_Source text_
# My Samsung HT-X40



## funnybones3 (Jan 20, 2009)

Hey Guys. I am new to this Forum. I have an issue with my Samsung HT-X40 home theater system. Lately, when I turn it on, it will play for about 45min to an hr and then shut down by itself automatically. Before it shuts down, the screen on the box reads "Protection" and then it goes off. When I turn it back on, no sound will come out. I would have to wait minutes to turn it back on for sound to occur but again it shuts off within 45min to hr. What can cause this? Could this be a Power Surge issue or just my system is defected or something else? Can anybody help me out?


----------



## eugovector (Sep 4, 2006)

Sounds like a similar problem I was having with my Pioneer AVR. I chalked mine up to old age (the Pio was around 8 years and had survived several bumpy moves).

_Record set_

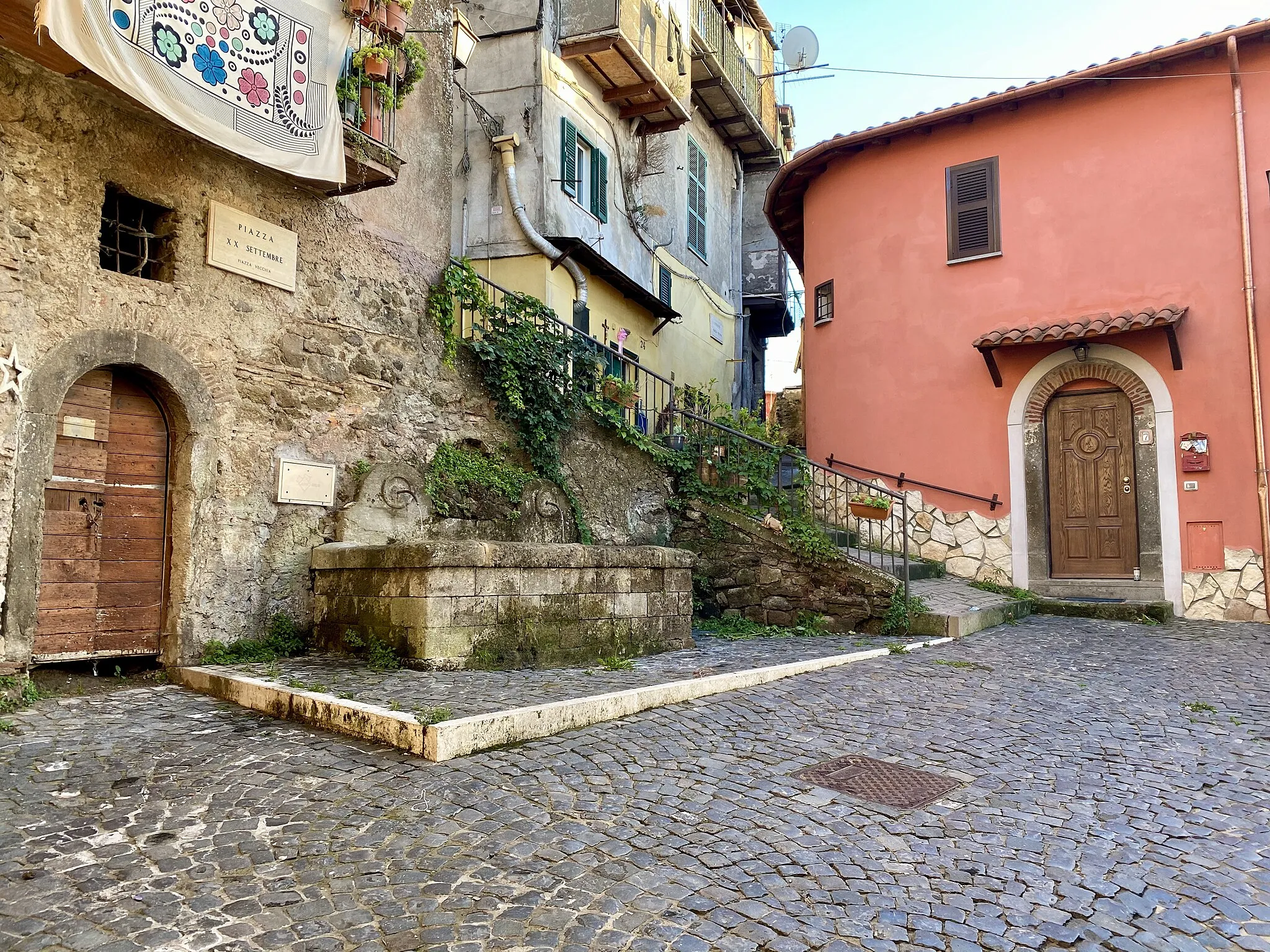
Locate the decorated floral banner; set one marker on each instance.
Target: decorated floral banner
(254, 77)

...

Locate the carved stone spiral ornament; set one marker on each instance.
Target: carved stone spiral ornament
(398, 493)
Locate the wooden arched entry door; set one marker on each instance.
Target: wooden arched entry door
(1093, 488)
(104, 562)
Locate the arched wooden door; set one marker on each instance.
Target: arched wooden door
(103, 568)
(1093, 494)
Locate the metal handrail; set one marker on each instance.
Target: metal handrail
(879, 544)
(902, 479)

---

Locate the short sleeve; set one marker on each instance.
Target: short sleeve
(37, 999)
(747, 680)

_Problems to solve_
1. From the Samsung HT-X40 forum thread, reproduce the passage that starts with the words containing "## eugovector (Sep" and ends with "several bumpy moves).".
2. Write the next part of the forum thread about the Samsung HT-X40 home theater shutting itself down, picking up after its last sentence.

_Outputs in order_
1.
## eugovector (Sep 4, 2006)

Sounds like a similar problem I was having with my Pioneer AVR. I chalked mine up to old age (the Pio was around 8 years and had survived several bumpy moves).

2.
The only thing I can suggest is to make sure none of your speaker wires are shorting out, that could cause a protection fault.


----------



## tonyvdb (Sep 5, 2007)

Heat is another possibility do you have it in a cabinet? can you get a can of compressed air to blow out the insides Dust can cause heat buildup.


----------



## salvasol (Oct 31, 2006)

First check that the wires are not shorting (touching + with -) ...if everything is correct and is still under warranty, call the company to fix it or request a replacement :yes:.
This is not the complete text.